_To do_.
1. List every bullet point that opens the article on Deutsche Bank's Bank of England outlook.
2. From the article on Deutsche Bank's Bank of England outlook, print the passage that begins at the words "According to Raja, the" and stops after "of rising cases.".

_Text excerpt_.
▼

- Inflation at 4.0% likely
- UK reaching herd immunity
- But GDP growth to disappoint
The Bank of England's August 06 policy decision will be an important one for Pound Sterling and financial markets as it will likely provide a template on how the Bank intends to whittle down its balance sheet and raise interest rates once more.
Any hints that a rate rise might occur in the first half of 2022 would be an outcome consistent with the more 'hawkish' end of market expectations and would therefore likely trigger gains in the Pound.
But such a rush into a rate hike is unlikely shows new analysis from Deutsche Bank.
In a new research briefing they warn that while UK inflation might hit 4.0% in coming months, the economy won't grow as fast as the Bank of England expects, therefore making a lift off in interest rates in August 2022 a more likely outcome.
Above: CPI inflation on course for 4.0% says Deutsche Bank
This is nevertheless earlier than had previously been expected as Deutsche Bank's previous lift-off target was 2023.
"The strength of the UK’s recovery has been stronger than we anticipated coming into 2021," says Sanjay Raja, Senior Economist at Deutsche Bank. "The labour market has outperformed, and any rise in unemployment we now think will be modest."
According to Raja, the UK's improved economic outlook is driven by the "extraordinary" success of the country's vaccine rollout that has allowed for all previous restrictions to be lifted even in the midst of rising cases.
The government's confidence in the vaccines has paid off as hospitalisations and deaths have been significantly curtailed even as cases rise.
"Deaths from Covid have sunk considerably over the current wave, with 92% of adults showing signs of Covid antibodies. To be sure, the UK is moving ever closer to herd immunity," says Raja.
This view will be backed up by data showing cases in the UK have started to fall rapidly over the course of the past week.
The improvement in the health outlook has implications for the Bank of England's forward guidance and this could well prove to be a source of bullishness on the Pound on August 06.
"With the economy now fully open and vaccine effectiveness proving its mettle, the balance of risks around the health outlook lean towards some removal of emergency pandemic policy support over the next year," says Raja.
In terms of the inflation debate, "we think Bank expectations may be underestimating the scale of inflationary pressures – both in terms of peak and persistence," says Raja.

▲

_Data to examine_.
▼

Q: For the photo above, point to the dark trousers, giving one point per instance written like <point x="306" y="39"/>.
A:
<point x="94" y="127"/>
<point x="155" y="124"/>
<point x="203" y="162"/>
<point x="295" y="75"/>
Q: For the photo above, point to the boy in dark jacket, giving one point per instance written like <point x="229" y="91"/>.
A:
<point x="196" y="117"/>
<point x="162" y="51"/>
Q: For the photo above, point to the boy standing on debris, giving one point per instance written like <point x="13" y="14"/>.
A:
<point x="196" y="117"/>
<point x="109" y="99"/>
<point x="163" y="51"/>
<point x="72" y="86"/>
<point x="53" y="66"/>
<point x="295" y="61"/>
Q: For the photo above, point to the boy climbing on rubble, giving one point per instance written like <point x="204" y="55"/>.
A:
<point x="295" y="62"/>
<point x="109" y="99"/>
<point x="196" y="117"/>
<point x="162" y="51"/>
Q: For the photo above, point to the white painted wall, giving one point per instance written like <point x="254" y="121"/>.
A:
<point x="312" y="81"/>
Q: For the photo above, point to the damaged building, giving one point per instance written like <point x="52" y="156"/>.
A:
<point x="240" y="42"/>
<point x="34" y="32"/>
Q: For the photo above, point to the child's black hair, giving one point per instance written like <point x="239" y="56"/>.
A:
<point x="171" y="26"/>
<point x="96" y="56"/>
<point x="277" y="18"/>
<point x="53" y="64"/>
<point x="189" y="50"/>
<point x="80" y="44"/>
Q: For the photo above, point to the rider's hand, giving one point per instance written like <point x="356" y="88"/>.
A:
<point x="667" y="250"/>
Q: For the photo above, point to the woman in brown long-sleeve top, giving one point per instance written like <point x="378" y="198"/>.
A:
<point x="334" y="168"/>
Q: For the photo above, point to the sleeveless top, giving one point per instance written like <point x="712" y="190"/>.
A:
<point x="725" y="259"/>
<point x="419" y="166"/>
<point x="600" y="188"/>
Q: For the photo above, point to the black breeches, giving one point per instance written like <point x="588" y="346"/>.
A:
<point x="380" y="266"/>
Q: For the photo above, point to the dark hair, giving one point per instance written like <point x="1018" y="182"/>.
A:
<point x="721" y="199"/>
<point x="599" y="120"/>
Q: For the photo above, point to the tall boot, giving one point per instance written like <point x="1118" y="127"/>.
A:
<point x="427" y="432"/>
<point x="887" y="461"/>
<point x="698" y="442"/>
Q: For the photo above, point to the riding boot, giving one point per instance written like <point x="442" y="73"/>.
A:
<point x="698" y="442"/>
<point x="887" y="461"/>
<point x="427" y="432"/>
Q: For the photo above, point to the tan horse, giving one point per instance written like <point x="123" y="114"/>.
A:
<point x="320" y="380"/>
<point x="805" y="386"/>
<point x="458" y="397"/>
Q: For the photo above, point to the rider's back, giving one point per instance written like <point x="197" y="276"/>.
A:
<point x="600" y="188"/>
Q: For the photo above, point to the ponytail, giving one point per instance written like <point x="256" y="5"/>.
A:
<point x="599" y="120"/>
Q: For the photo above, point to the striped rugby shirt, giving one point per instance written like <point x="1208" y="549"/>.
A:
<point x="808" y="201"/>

▲

_Task-by-task outputs_.
1.
- Inflation at 4.0% likely
- UK reaching herd immunity
- But GDP growth to disappoint

2.
According to Raja, the UK's improved economic outlook is driven by the "extraordinary" success of the country's vaccine rollout that has allowed for all previous restrictions to be lifted even in the midst of rising cases.